-- START TEXT PROVIDED --

Still searching for answers to this herself, Alex arrives in New Haven tasked by her mysterious benefactors with monitoring the activities of Yale’s secret societies. These eight windowless “tombs” are well-known to be haunts of the future rich and powerful, from high-ranking politicos to Wall Street and Hollywood’s biggest players. But their occult activities are revealed to be more sinister and more extraordinary than any paranoid imagination might conceive.

Review: I was never going to be Ivy League material and I never had the aspirations to be. The only thing that sounded at all interesting about Yale was the collection of secret societies that are scattered throughout the campus community, but even that came off as pretentious as hell to teenage me (though secretly I thought how cool to be admitted into one). Never did I consider that these secret societies would make a genuinely solid premise to a dark fantasy novel, but if anyone could pull it off, it would be Leigh Bardugo. Which brings us to “Ninth House”, Bardugo’s foray from YA fantasy into adult dark fantasy, a jump that I was very interested in seeing in motion. While I haven’t really cared for Bardugo’s fantasy tales like the “Grisha” series or the “Six of Crows” duology, I liked her take on “Wonder Woman”, and LOVED her short story “Verse Chorus Verse”. It stood to reason that Bardugo would probably do something at least interesting with a dark fantasy magic story set on the Yale Campus. I went in with midlevel expectations, and those expectations were blown out of the water. I loved “Ninth House”.

-- END TEXT PROVIDED --

TASKS TO PERFORM
- a) Answer these questions from the review of "Ninth House":
(i) How many windowless "tombs" does Alex arrive to monitor?
(ii) Which Bardugo short story does the reviewer say they loved?
(iii) What level of expectations did the reviewer go in with?
- b) Using the review of "Ninth House," explain why the reviewer expected Bardugo to do something at least interesting with a dark fantasy story set on the Yale campus.

-- START EXTRACTED RECORDS --

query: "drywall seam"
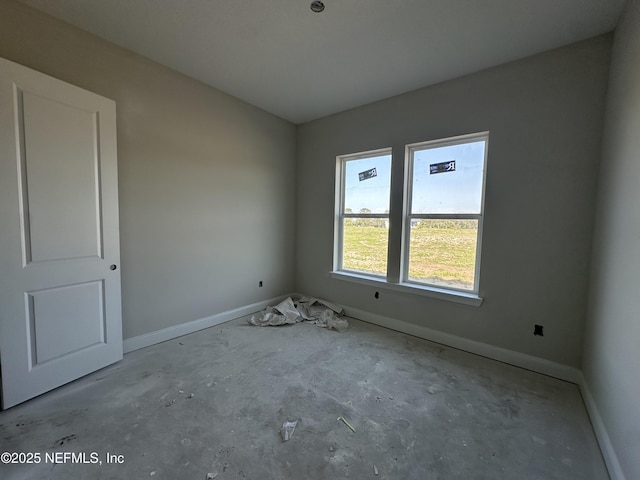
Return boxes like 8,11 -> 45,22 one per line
578,372 -> 626,480
343,305 -> 580,384
123,294 -> 292,353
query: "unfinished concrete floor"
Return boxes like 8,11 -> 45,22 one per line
0,319 -> 608,480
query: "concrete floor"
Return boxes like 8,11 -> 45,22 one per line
0,319 -> 609,480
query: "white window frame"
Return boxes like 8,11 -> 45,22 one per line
330,131 -> 489,306
333,148 -> 392,281
401,132 -> 489,295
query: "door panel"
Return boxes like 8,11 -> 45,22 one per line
0,59 -> 122,408
17,91 -> 102,263
27,282 -> 105,368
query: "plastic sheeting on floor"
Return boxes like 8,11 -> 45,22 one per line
249,297 -> 349,332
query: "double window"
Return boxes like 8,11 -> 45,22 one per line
334,132 -> 489,302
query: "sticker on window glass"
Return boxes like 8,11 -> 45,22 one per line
358,168 -> 378,181
429,160 -> 456,175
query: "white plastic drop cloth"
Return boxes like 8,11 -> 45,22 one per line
249,297 -> 349,332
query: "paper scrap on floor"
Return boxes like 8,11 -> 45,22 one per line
249,297 -> 349,332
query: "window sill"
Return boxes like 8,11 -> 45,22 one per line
330,272 -> 483,307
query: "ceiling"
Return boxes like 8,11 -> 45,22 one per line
21,0 -> 625,124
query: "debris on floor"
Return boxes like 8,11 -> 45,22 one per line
280,420 -> 298,442
338,417 -> 356,433
249,297 -> 349,332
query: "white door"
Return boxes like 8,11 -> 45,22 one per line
0,58 -> 122,409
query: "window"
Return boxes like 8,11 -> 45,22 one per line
403,134 -> 488,293
333,132 -> 489,304
336,149 -> 391,277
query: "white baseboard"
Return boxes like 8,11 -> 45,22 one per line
578,372 -> 626,480
123,295 -> 290,353
344,306 -> 580,384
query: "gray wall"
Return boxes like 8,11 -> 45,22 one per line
296,36 -> 611,367
583,0 -> 640,480
0,0 -> 295,338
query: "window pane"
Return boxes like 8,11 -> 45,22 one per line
343,155 -> 391,213
409,219 -> 478,290
411,140 -> 486,214
342,218 -> 389,276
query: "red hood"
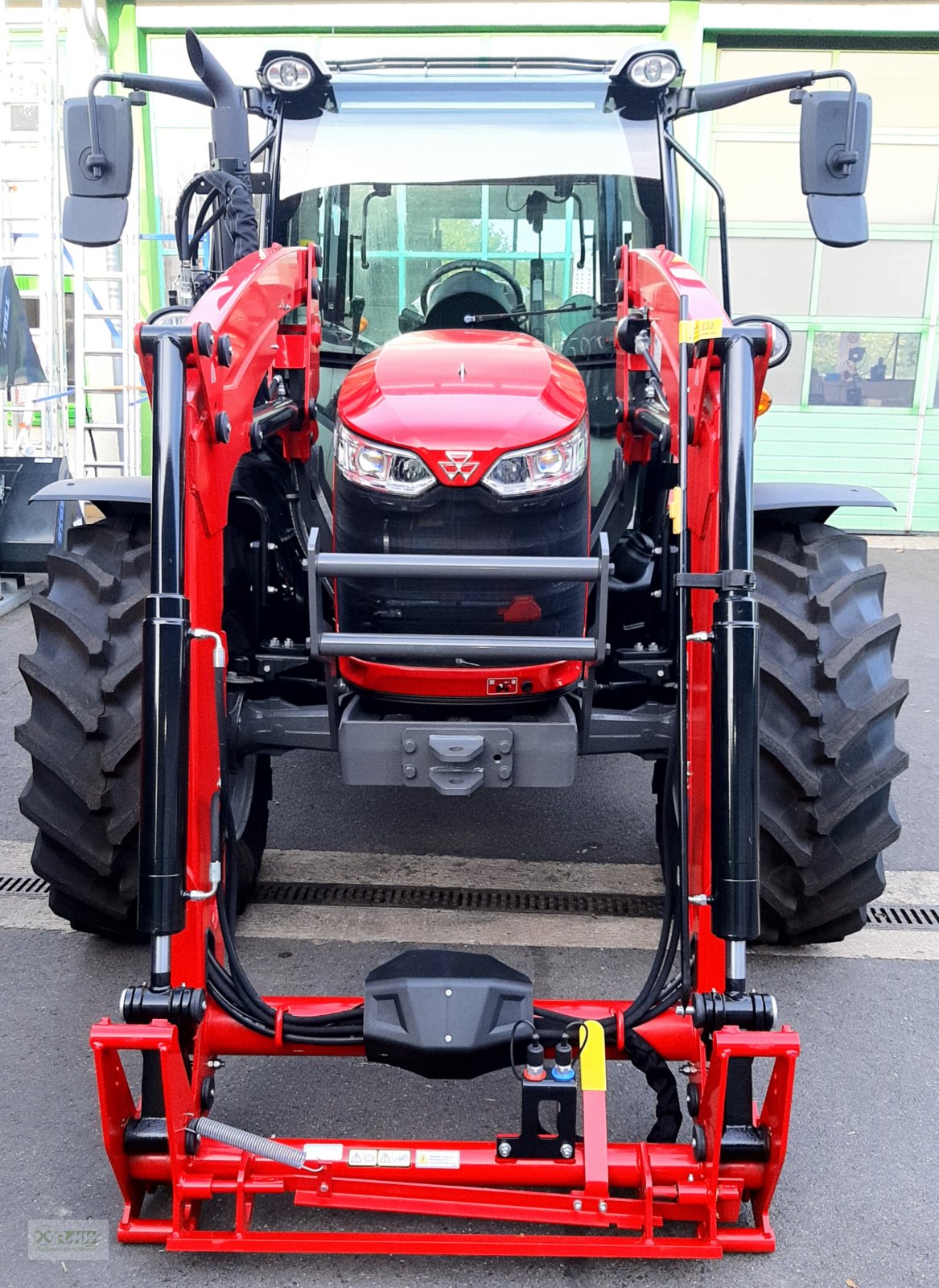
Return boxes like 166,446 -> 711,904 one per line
339,331 -> 587,485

-- END EXTRACTED RECORDS --

SOLUTIONS TO THE TASKS
- a)
(i) Eight.
(ii) "Verse Chorus Verse."
(iii) Midlevel expectations.

- b) The reviewer had not cared much for Bardugo's "Grisha" series or "Six of Crows" duology but had liked her take on "Wonder Woman" and loved her short story "Verse Chorus Verse." That earlier work led the reviewer to conclude that a dark fantasy magic story from her set at Yale would probably be at least interesting.